- GOAL: Output the material word for word. Leave each picture out.
-------------------------
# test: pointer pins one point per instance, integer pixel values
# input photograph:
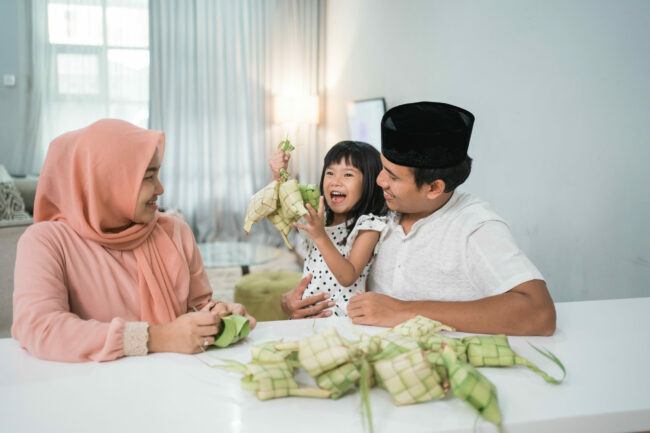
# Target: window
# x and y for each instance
(100, 61)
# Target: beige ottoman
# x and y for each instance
(261, 293)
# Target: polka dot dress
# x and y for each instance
(323, 279)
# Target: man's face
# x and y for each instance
(400, 191)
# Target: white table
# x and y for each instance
(605, 346)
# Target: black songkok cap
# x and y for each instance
(426, 134)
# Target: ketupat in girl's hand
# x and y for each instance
(314, 225)
(279, 160)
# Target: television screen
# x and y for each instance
(364, 120)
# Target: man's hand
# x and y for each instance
(376, 309)
(226, 309)
(297, 308)
(314, 225)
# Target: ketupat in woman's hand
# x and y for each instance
(234, 308)
(279, 160)
(192, 332)
(188, 333)
(314, 225)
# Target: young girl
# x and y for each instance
(345, 230)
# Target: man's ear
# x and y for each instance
(435, 188)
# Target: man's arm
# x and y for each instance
(526, 309)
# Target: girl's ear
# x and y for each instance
(435, 188)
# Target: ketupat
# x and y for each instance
(420, 326)
(495, 351)
(409, 378)
(276, 380)
(261, 205)
(282, 202)
(410, 364)
(323, 352)
(340, 380)
(310, 194)
(472, 387)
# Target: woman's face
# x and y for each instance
(342, 186)
(150, 189)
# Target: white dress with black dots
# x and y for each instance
(322, 278)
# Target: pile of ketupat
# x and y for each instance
(412, 361)
(282, 201)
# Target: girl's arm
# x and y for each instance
(345, 270)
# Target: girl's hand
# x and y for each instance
(314, 225)
(278, 161)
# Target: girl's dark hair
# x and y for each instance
(366, 159)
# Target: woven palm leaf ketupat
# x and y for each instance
(412, 361)
(261, 205)
(409, 378)
(340, 380)
(323, 352)
(495, 351)
(420, 326)
(267, 353)
(472, 387)
(310, 194)
(282, 202)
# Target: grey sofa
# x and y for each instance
(10, 231)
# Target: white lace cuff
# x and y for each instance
(136, 335)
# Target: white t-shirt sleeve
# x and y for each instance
(495, 262)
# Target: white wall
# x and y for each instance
(14, 60)
(561, 95)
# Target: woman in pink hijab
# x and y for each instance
(101, 274)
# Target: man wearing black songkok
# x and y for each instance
(445, 255)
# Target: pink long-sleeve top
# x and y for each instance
(74, 299)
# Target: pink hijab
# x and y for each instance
(91, 180)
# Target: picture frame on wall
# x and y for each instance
(364, 120)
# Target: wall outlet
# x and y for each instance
(9, 80)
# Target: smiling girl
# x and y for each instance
(345, 230)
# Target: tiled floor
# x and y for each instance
(223, 280)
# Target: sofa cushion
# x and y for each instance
(10, 231)
(262, 292)
(12, 206)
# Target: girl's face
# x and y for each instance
(150, 189)
(342, 186)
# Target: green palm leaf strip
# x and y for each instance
(472, 387)
(495, 351)
(412, 361)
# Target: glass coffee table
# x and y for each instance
(236, 254)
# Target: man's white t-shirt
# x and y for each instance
(461, 252)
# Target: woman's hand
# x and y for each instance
(188, 333)
(297, 308)
(192, 332)
(233, 308)
(278, 160)
(314, 225)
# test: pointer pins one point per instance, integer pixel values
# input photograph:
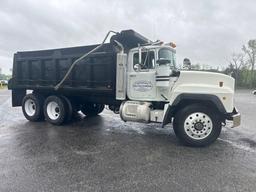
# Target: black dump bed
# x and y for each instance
(42, 70)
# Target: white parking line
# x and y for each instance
(238, 146)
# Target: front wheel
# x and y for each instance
(197, 125)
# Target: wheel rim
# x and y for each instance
(198, 125)
(30, 107)
(53, 110)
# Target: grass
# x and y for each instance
(3, 86)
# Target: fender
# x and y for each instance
(191, 97)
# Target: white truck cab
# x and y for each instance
(153, 90)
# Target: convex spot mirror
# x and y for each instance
(186, 63)
(163, 61)
(137, 67)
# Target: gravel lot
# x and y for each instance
(105, 154)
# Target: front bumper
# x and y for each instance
(235, 117)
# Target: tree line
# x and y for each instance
(241, 66)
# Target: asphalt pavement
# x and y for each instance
(103, 153)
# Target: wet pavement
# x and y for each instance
(103, 153)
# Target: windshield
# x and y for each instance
(167, 54)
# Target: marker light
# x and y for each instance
(173, 45)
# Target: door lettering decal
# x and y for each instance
(142, 86)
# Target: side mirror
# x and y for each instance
(137, 67)
(186, 64)
(163, 61)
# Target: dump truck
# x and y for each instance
(132, 76)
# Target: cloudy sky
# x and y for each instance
(207, 32)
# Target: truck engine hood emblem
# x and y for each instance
(142, 86)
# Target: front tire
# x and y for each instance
(55, 110)
(197, 125)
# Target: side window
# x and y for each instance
(147, 60)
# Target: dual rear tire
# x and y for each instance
(55, 109)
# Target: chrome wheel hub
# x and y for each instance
(198, 125)
(30, 107)
(53, 110)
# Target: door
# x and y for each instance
(142, 82)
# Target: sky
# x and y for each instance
-------------------------
- WRITTEN RESPONSE:
# test: pointer pins one point per instance, integer pixel values
# input photograph:
# Target: window
# x and y for each instance
(100, 61)
# Target: beige ottoman
# x and y for each instance
(261, 293)
# Target: polka dot dress
# x and y for each instance
(323, 279)
# Target: man's face
# x and y for each instance
(400, 191)
# Target: white table
# x and y for each instance
(605, 346)
# Target: black songkok cap
# x and y for each instance
(426, 134)
# Target: ketupat in girl's hand
# x and y for each instance
(314, 225)
(279, 160)
# Target: television screen
# x and y for each instance
(364, 120)
# Target: man's hand
# x and y for each instance
(376, 309)
(226, 309)
(297, 308)
(314, 225)
# Target: ketupat in woman's hand
# x and y for each instance
(234, 308)
(279, 160)
(192, 332)
(188, 333)
(314, 225)
# Target: young girl
# x and y for each instance
(345, 230)
# Target: man's ear
# x and y for each instance
(435, 188)
# Target: man's arm
# x and y for each instance
(526, 309)
# Target: girl's ear
# x and y for each instance
(435, 188)
# Target: ketupat
# x and y for each instance
(420, 326)
(495, 351)
(409, 378)
(276, 380)
(261, 205)
(282, 202)
(410, 364)
(323, 352)
(340, 380)
(310, 194)
(472, 387)
# Target: woman's face
# x and y for each instance
(342, 186)
(150, 189)
# Target: white dress with black dots
# x and y for each instance
(322, 278)
# Target: pile of ketupat
# x and y for each instance
(412, 361)
(282, 201)
# Target: girl's arm
# x and y for each instance
(345, 270)
# Target: girl's hand
# x and y for each instance
(314, 225)
(278, 161)
# Target: girl's dark hair
# x and y for each instance
(366, 159)
# Target: woven palm leaf ketupat
# x and y for each instance
(412, 361)
(261, 205)
(409, 378)
(340, 380)
(323, 352)
(495, 351)
(420, 326)
(267, 353)
(472, 387)
(310, 194)
(282, 202)
# Target: grey sofa
# x and y for each instance
(10, 231)
# Target: white lace cuff
# x and y for each instance
(136, 335)
# Target: white t-shirt sleeve
# x and y for each instance
(495, 262)
# Target: white wall
# x and y for each instance
(14, 60)
(561, 95)
# Target: woman in pink hijab
# x and y for each instance
(101, 274)
# Target: man wearing black songkok
# x and y for each instance
(445, 255)
# Target: pink long-sleeve top
# x and y for each instance
(74, 299)
# Target: pink hijab
# x and y for each instance
(91, 180)
# Target: picture frame on wall
# x and y for each instance
(364, 120)
# Target: wall outlet
# x and y for each instance
(9, 80)
# Target: smiling girl
# x and y for each instance
(345, 230)
# Target: tiled floor
# x and y for each instance
(223, 280)
# Target: sofa cushion
# x and y for each instance
(10, 231)
(262, 292)
(12, 206)
# Target: girl's face
# x and y for each instance
(150, 189)
(342, 186)
# Target: green palm leaf strip
# x and y for each instance
(472, 387)
(495, 351)
(412, 361)
# Target: glass coffee table
# x and y for each instance
(236, 254)
# Target: man's white t-shirt
# x and y for each instance
(461, 252)
# Target: woman's hand
# x and y for each instance
(188, 333)
(297, 308)
(192, 332)
(233, 308)
(278, 160)
(314, 225)
# test: pointer pins one point per instance, integer pixel values
# input photograph:
# Target: black dump bed
# x and y for each instance
(42, 70)
# Target: white parking line
# x and y for each instance
(238, 146)
# Target: front wheel
# x and y for each instance
(197, 125)
# Target: wheel rim
# x and y for each instance
(198, 125)
(30, 107)
(53, 110)
# Target: grass
# x and y for each instance
(3, 86)
# Target: fender
# x and y for each instance
(191, 97)
# Target: white truck cab
# x and y for each instance
(153, 90)
# Target: convex spot mirror
# x and y for each instance
(186, 63)
(163, 61)
(137, 67)
# Target: gravel lot
# x and y for each instance
(105, 154)
# Target: front bumper
# x and y for each instance
(235, 117)
# Target: tree line
# x and y for each instance
(241, 66)
# Target: asphalt pavement
# x and y for each instance
(103, 153)
# Target: wet pavement
# x and y for each instance
(103, 153)
# Target: windshield
# x and y for each instance
(167, 54)
# Target: marker light
# x and y for each instance
(173, 45)
# Target: door lettering decal
# x and y for each instance
(142, 86)
# Target: side mirror
# x and y for each instance
(137, 67)
(186, 64)
(163, 61)
# Target: dump truck
# x and y for each instance
(132, 76)
# Target: cloudy sky
# x and y for each instance
(207, 32)
# Target: truck engine hood emblem
# x and y for each instance
(142, 86)
# Target: front tire
# x and y for each instance
(55, 110)
(197, 125)
# Target: side window
# x and y for each instance
(147, 60)
# Target: dual rear tire
# x and y for each instance
(55, 109)
# Target: chrome wheel hub
# x and y for each instance
(198, 125)
(30, 107)
(53, 110)
# Target: door
# x and y for each instance
(142, 82)
# Target: sky
# x and y for each instance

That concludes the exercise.